If objection is then made, it will be the duty of the judge to consider the objection and exercise his judgment upon it.  He would be as wrong to yield to a tenuous or frivolous objection as he would to ignore an objection of substance.”

43.              Finally, it is worth recalling that the reasonable observer who has knowledge of all the relevant facts may be better informed than the parties, or the judge.   For example, in Goode Concrete the Supreme Court deemed the High Court judge to have been aware of the details of a financial interest in the respondents of which the judge was unaware but was part of an investment portfolio under the management of a professional adviser.

 

Discussion

 

44.              The statutory function of the Judicial Conduct Committee is to promote and maintain high standards of conduct among judges.  The informed observer must be taken to be familiar with the terms of the Judicial Council Act, 2019 and the Complaints Procedures specified by the Judicial Conduct Committee.

— Work request 1 —
Rewrite the entries of the collected data, swapping "positive clicks" for "foreground clicks" and keeping everything else the same. Leave the pictures out.
The passage and the entries have no connection to each other.

— Collected data —
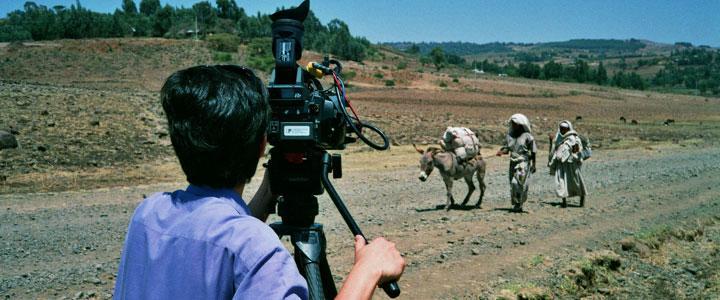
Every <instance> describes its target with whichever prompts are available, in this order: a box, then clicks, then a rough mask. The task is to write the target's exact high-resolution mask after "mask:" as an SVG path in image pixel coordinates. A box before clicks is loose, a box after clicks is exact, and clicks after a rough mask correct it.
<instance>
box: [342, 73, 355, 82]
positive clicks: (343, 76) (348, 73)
mask: <svg viewBox="0 0 720 300" xmlns="http://www.w3.org/2000/svg"><path fill="white" fill-rule="evenodd" d="M355 76H357V73H355V71H344V72H343V73H342V77H343V79H345V80H346V81H347V80H352V79H353V78H355Z"/></svg>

— Work request 2 —
Answer these about the court judgment excerpt:
(a) Which court deemed the High Court judge aware of a financial interest in Goode Concrete?
(b) What is the statutory function of the Judicial Conduct Committee?
(c) Which Act must the informed observer be taken to be familiar with?

— Written response 1 —
Every <instance> describes its target with whichever prompts are available, in this order: a box, then clicks, then a rough mask. The task is to write the target's exact high-resolution mask after "mask:" as an SVG path in image pixel coordinates. A box before clicks is loose, a box after clicks is exact, and clicks after a rough mask correct it.
<instance>
box: [342, 73, 355, 82]
foreground clicks: (343, 76) (348, 73)
mask: <svg viewBox="0 0 720 300" xmlns="http://www.w3.org/2000/svg"><path fill="white" fill-rule="evenodd" d="M355 76H357V73H355V71H344V72H343V73H342V77H343V79H345V80H346V81H347V80H352V79H353V78H355Z"/></svg>

— Written response 2 —
(a) The Supreme Court.
(b) To promote and maintain high standards of conduct among judges.
(c) The Judicial Council Act, 2019.